**Problem requirements:** Whenever a picture appears, leave it out while repeating all the other data exactly.

Records drawn from a dataset:
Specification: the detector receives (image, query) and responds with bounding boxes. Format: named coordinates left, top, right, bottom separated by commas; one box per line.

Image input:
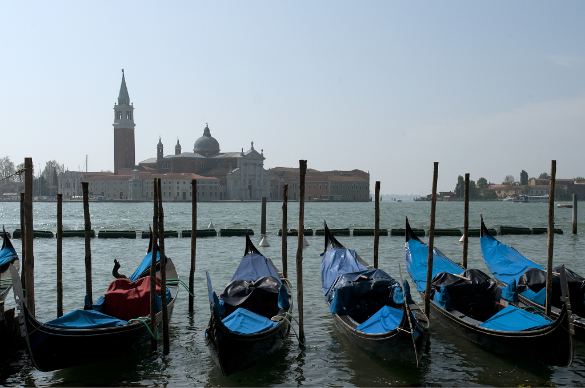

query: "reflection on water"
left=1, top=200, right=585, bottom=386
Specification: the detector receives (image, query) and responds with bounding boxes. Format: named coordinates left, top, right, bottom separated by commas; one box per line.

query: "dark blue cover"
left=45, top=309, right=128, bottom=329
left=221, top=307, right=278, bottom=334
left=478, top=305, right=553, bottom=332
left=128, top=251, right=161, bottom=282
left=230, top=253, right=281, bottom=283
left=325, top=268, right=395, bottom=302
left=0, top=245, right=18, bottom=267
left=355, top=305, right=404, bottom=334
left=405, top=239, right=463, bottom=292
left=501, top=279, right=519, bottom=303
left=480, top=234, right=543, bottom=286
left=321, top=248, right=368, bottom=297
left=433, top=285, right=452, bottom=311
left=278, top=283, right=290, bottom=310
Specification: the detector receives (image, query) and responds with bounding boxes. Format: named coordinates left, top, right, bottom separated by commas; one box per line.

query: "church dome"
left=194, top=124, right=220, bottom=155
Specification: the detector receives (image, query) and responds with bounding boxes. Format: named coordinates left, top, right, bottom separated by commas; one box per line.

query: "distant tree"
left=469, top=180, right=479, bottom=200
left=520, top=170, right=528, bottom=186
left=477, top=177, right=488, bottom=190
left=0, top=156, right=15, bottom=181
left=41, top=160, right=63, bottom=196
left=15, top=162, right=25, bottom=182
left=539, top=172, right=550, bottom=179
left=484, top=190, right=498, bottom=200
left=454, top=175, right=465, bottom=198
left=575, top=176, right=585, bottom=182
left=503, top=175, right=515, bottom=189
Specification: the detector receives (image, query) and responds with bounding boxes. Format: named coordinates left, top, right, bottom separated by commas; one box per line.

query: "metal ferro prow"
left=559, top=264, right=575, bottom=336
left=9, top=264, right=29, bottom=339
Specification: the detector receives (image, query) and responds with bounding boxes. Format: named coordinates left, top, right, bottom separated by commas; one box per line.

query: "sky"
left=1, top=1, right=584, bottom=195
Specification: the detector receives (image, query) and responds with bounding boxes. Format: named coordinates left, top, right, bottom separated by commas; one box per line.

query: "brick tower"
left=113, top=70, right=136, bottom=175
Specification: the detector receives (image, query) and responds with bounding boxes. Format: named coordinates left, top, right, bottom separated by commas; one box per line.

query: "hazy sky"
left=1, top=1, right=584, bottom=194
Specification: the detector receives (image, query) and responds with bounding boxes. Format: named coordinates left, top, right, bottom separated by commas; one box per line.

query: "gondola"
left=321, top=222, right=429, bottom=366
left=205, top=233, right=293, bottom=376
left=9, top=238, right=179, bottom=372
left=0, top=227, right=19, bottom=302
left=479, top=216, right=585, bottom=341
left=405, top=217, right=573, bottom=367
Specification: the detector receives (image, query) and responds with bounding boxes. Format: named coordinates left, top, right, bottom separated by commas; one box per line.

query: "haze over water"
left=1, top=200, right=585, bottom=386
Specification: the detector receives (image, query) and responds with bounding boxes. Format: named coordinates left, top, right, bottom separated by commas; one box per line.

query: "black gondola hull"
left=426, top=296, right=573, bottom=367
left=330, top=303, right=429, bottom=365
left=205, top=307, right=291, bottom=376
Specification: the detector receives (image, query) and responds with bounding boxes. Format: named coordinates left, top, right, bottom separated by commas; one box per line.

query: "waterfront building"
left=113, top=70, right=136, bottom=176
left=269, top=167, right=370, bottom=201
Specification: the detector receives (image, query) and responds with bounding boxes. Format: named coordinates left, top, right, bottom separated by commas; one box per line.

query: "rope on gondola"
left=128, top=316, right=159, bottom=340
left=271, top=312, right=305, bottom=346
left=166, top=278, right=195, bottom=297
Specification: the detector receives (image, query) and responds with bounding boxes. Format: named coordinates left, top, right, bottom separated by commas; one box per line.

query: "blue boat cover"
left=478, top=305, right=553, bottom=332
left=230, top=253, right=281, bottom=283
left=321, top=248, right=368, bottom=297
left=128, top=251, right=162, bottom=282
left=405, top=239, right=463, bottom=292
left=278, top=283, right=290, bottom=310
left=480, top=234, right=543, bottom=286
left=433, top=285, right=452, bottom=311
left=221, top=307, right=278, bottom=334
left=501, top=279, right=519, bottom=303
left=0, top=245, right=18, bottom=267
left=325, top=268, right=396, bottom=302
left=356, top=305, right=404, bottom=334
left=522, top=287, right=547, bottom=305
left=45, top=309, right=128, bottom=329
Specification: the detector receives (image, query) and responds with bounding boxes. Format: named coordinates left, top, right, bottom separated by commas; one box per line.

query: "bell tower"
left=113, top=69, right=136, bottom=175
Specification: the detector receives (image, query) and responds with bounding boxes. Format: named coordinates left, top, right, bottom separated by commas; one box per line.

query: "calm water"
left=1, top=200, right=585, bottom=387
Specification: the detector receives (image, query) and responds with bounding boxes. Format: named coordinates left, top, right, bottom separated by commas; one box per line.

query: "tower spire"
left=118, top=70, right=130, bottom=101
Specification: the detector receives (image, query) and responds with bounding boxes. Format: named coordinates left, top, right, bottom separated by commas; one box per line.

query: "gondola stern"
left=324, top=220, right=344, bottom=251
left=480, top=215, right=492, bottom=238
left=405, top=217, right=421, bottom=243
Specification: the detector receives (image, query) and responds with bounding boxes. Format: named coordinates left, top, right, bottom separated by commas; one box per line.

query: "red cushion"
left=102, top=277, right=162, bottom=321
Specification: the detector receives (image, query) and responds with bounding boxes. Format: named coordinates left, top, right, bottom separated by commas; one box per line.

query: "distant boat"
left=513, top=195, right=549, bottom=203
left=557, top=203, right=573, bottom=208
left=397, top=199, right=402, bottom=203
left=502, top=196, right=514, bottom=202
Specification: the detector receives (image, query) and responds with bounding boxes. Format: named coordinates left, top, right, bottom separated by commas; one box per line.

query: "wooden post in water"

**Solution for this task:**
Specification: the detector receives (image, query) and responds with bounding boxes. Format: named coordinates left, top, right, bottom separated by commas; one box per line.

Image input:

query: "reflection on water"
left=1, top=200, right=585, bottom=386
Specification: the detector receives (image, query) and responds with bounding boxes. Format: named coordinates left, top, right, bottom separated by commas; one box per line.

query: "dark blue cover"
left=45, top=309, right=128, bottom=329
left=221, top=307, right=278, bottom=334
left=478, top=305, right=553, bottom=332
left=128, top=251, right=161, bottom=282
left=230, top=253, right=281, bottom=283
left=325, top=268, right=395, bottom=302
left=0, top=245, right=18, bottom=267
left=355, top=305, right=404, bottom=334
left=405, top=239, right=463, bottom=292
left=501, top=279, right=519, bottom=303
left=480, top=234, right=543, bottom=286
left=321, top=248, right=368, bottom=297
left=433, top=285, right=452, bottom=311
left=278, top=283, right=290, bottom=310
Specification: the detector receives (image, query) and responds with bounding boxes. Format: named coordinates left, top, right, bottom separated by commas; one box per line.

query: "church dome"
left=194, top=124, right=220, bottom=155
Specification: the detector receives (image, query) and responds with bounding boxes. Format: named coordinates left, top, right, bottom separated by commas; one box per line.

query: "distant tree"
left=469, top=180, right=479, bottom=200
left=520, top=170, right=528, bottom=186
left=477, top=177, right=488, bottom=190
left=0, top=156, right=15, bottom=181
left=41, top=160, right=63, bottom=196
left=15, top=162, right=25, bottom=182
left=539, top=172, right=550, bottom=179
left=484, top=190, right=498, bottom=200
left=454, top=175, right=465, bottom=198
left=575, top=176, right=585, bottom=182
left=503, top=175, right=515, bottom=189
Specification: the detector receives (image, query) and responds with bounding boxes. Format: named coordinates left, top, right, bottom separated by commas; one box per line.

query: "metal ferro prow"
left=559, top=264, right=575, bottom=336
left=9, top=264, right=29, bottom=339
Specification: the detector receives (image, query) and responds with bounding boxes. Format: named coordinates left, top, right, bottom separated by commas; one box per line.

query: "sky"
left=1, top=1, right=584, bottom=195
Specification: the detector receives (image, query) and responds with bounding boxes. Format: named coordinates left, top, right, bottom separated by commas; one box per line.

query: "brick tower"
left=113, top=70, right=136, bottom=175
Specification: the detector receives (image, query) and responds with bounding boxes. Format: named coordinates left, top, right, bottom separated by commas; one box per line.

query: "hazy sky"
left=1, top=1, right=584, bottom=194
Specification: the detector receives (image, query) and responds with bounding boxes. Format: named coordinates left, top, right, bottom separated by commas; one box per line.

query: "gondola"
left=321, top=222, right=429, bottom=366
left=205, top=233, right=293, bottom=376
left=9, top=238, right=179, bottom=372
left=0, top=227, right=19, bottom=302
left=479, top=216, right=585, bottom=341
left=405, top=217, right=573, bottom=367
Specification: the detector receives (image, query) and responds with bounding boxes. Format: named coordinates left, top, right, bottom separated by commas; one box per line.

query: "haze over water"
left=1, top=200, right=585, bottom=386
Specification: the detector receives (image, query) and responds with bounding boxes. Format: named coordinates left, top, right, bottom separated by commas; one box per line.

query: "black gondola hull"
left=426, top=296, right=573, bottom=367
left=330, top=303, right=429, bottom=365
left=205, top=307, right=291, bottom=376
Specification: the detector receives (image, query) and responds with bounding boxes. Format: named coordinates left, top, right, bottom separated by commas; one box per line.

query: "waterfront building"
left=113, top=70, right=136, bottom=176
left=269, top=167, right=370, bottom=201
Specification: the detector receives (image, query) and responds with bounding boxes. Format: named coordinates left, top, right, bottom separated by commas; one box per line.

query: "rope on gondola"
left=128, top=316, right=159, bottom=340
left=271, top=312, right=305, bottom=346
left=166, top=278, right=195, bottom=297
Specification: the detector receives (image, query) and responds with bounding boxes. Format: named coordinates left, top, right, bottom separated by commas; one box per line.

query: "blue boat cover"
left=478, top=305, right=553, bottom=332
left=230, top=253, right=281, bottom=283
left=321, top=248, right=368, bottom=297
left=128, top=251, right=162, bottom=282
left=405, top=239, right=463, bottom=292
left=278, top=283, right=290, bottom=310
left=480, top=234, right=543, bottom=286
left=433, top=285, right=452, bottom=311
left=221, top=307, right=278, bottom=334
left=501, top=279, right=519, bottom=303
left=0, top=245, right=18, bottom=267
left=325, top=268, right=396, bottom=302
left=356, top=305, right=404, bottom=334
left=522, top=287, right=547, bottom=305
left=45, top=309, right=128, bottom=329
Specification: the detector receives (image, query) and responds with bounding boxes. Format: named coordinates left, top, right, bottom separated by commas; one box per line.

query: "bell tower"
left=113, top=69, right=136, bottom=175
Specification: the detector receives (image, query) and responds with bounding boxes. Format: named coordinates left, top, right, bottom separated by commas; one box per line.

query: "calm water"
left=1, top=200, right=585, bottom=387
Specification: the detector receives (image, query) and responds with bounding boxes. Format: named coordinates left, top, right, bottom separated by commas; one box per line.

query: "tower spire"
left=118, top=70, right=130, bottom=101
Specification: the detector receives (image, query) and responds with bounding boxes. Format: named coordinates left, top, right, bottom separated by commas; one box per line.

query: "gondola stern"
left=324, top=220, right=344, bottom=251
left=480, top=215, right=492, bottom=238
left=405, top=217, right=421, bottom=243
Specification: the detector receives (image, query) and responds with bounding boxes. Format: named coordinates left, top, right, bottom separated by commas; one box per line.

query: "red cushion"
left=102, top=277, right=162, bottom=321
Specification: the detector receives (image, query) and responds with bounding boxes. Format: named coordinates left, top, right, bottom separated by commas; one box per line.

query: "distant boat"
left=513, top=195, right=549, bottom=203
left=557, top=203, right=573, bottom=208
left=397, top=199, right=402, bottom=203
left=502, top=196, right=514, bottom=202
Specification: the detector receives (image, query) and responds with bounding boxes. Format: named coordinates left, top, right, bottom separated by commas; one box per line.

query: "wooden post in water"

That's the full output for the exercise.